_WHAT NEEDS TO BE DONE_: Excluding pictures, retype exactly the lines from the one with "Place a marker on every instance of the blue bag" through the end of the records that follow.

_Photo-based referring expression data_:
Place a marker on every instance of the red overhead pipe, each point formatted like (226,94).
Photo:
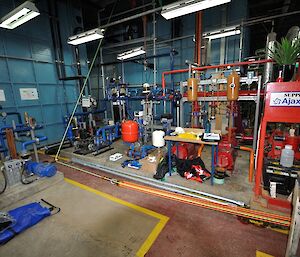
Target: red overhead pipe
(198,38)
(209,67)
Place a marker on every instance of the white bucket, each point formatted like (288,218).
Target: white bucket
(158,138)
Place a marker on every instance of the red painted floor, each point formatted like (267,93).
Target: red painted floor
(193,231)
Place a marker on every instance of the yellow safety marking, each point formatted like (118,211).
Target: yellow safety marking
(262,254)
(154,233)
(52,155)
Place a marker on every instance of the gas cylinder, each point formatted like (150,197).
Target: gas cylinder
(192,89)
(233,85)
(130,131)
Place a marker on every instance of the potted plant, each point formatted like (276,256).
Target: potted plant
(285,54)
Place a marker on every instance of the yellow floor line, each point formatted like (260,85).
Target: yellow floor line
(154,233)
(52,155)
(282,231)
(262,254)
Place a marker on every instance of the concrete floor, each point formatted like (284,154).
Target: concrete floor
(236,187)
(193,231)
(88,225)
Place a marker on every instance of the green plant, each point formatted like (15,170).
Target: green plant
(286,52)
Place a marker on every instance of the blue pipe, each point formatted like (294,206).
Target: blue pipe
(102,132)
(30,142)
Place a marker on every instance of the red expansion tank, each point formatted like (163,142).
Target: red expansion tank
(130,131)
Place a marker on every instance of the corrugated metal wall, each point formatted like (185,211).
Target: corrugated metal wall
(213,19)
(27,60)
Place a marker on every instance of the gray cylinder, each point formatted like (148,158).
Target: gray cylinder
(268,70)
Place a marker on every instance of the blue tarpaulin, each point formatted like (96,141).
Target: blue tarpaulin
(25,217)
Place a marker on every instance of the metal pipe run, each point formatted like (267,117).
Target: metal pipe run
(155,183)
(205,203)
(163,82)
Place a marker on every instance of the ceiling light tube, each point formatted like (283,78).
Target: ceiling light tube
(86,36)
(19,15)
(226,32)
(131,53)
(184,7)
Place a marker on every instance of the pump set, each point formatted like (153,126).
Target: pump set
(17,165)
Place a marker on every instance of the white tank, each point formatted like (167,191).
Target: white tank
(158,138)
(287,156)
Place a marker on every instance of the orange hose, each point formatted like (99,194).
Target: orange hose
(239,211)
(251,163)
(200,150)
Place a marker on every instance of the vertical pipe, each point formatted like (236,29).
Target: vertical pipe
(241,42)
(11,143)
(154,48)
(103,81)
(256,115)
(78,66)
(34,146)
(268,69)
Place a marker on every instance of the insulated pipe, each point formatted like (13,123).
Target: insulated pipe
(205,203)
(17,114)
(163,82)
(33,141)
(251,162)
(155,183)
(102,131)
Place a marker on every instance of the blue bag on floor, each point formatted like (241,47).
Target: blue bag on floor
(24,217)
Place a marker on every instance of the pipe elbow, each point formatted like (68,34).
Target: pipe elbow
(41,138)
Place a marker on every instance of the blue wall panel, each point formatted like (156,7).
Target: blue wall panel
(27,60)
(45,73)
(17,45)
(4,71)
(21,71)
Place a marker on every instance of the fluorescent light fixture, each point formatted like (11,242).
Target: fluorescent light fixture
(19,15)
(86,36)
(181,8)
(131,53)
(226,32)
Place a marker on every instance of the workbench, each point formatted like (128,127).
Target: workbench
(177,139)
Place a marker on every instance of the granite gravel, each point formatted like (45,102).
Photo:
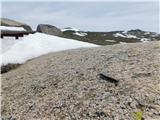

_TASK SOLUTION_:
Place a marker on every instance of the blue bag on floor, each point formatted like (241,47).
Target: blue bag on floor
(24,217)
Place a marker on every instance of the pipe elbow, each point formatted like (68,34).
Target: pipe elbow
(41,138)
Place a marker on every instance of the blue wall panel, each point formatted like (156,7).
Target: blue wall panel
(27,60)
(45,73)
(17,45)
(4,71)
(21,71)
Place a marker on every instance of the fluorescent light fixture, each point formatted like (11,242).
Target: fluorescent light fixture
(19,15)
(86,36)
(181,8)
(131,53)
(226,32)
Place a marker on every instance of the workbench, each point formatted like (128,127).
Target: workbench
(177,139)
Place a marker on every instance of the granite gravel, each point formatted like (45,102).
Photo:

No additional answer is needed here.